### WORK REQUEST
Would you return the data exactly as given, except for its pictures?

(Records contained in a dataset)
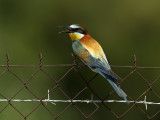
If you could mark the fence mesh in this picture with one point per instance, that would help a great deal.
(93, 105)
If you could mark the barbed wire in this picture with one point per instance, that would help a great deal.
(73, 100)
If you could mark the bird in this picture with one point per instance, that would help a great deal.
(92, 55)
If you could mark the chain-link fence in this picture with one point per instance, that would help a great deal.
(74, 94)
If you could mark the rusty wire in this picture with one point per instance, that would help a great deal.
(73, 66)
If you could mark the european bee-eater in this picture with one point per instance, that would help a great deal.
(92, 55)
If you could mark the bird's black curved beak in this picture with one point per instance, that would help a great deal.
(68, 29)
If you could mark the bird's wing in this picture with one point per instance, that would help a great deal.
(96, 58)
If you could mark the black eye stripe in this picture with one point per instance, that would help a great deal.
(79, 30)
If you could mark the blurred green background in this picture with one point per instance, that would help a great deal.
(123, 28)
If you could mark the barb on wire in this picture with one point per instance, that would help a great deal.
(48, 100)
(94, 99)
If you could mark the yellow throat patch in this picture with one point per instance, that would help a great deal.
(75, 36)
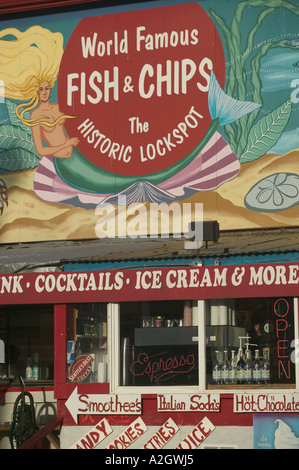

### ANSWER TO THE EXERCISE
If you could mark the fence mesh in this picture with one point per instance, that would help a great deal.
(93, 105)
If you could mark the barbed wire in this picture with one point per instance, that would help a great deal.
(73, 100)
If you could mark the bird in this picture with one point per instance, that would help a great deal.
(92, 55)
If you could mark the chain-link fence in this picture with one point per instance, that would help a great deal.
(74, 94)
If you could mark the rusty wire in this picture with one point per instance, that would help a great deal.
(73, 66)
If you could mark the european bee-eater in this picture with one point per instance, that would help a great deal.
(92, 55)
If you could mark the bird's black curved beak in this picture with one point per instance, that would help a great deal.
(68, 29)
If you could mark the bird's wing in this picture with one point per instance, that would help a great deal.
(96, 58)
If you could mark the black eye stripe in this picture with one point per instance, that would help a great deal.
(79, 30)
If you could mark the blurred green background in this picture with one point per instance, that would help a great deal.
(123, 28)
If you could mark the barb on wire in this picture with one point per instance, that would help a great deal.
(48, 100)
(94, 99)
If you could mark the yellow throat patch in this picture with one point per instance, that would help a great deal.
(75, 36)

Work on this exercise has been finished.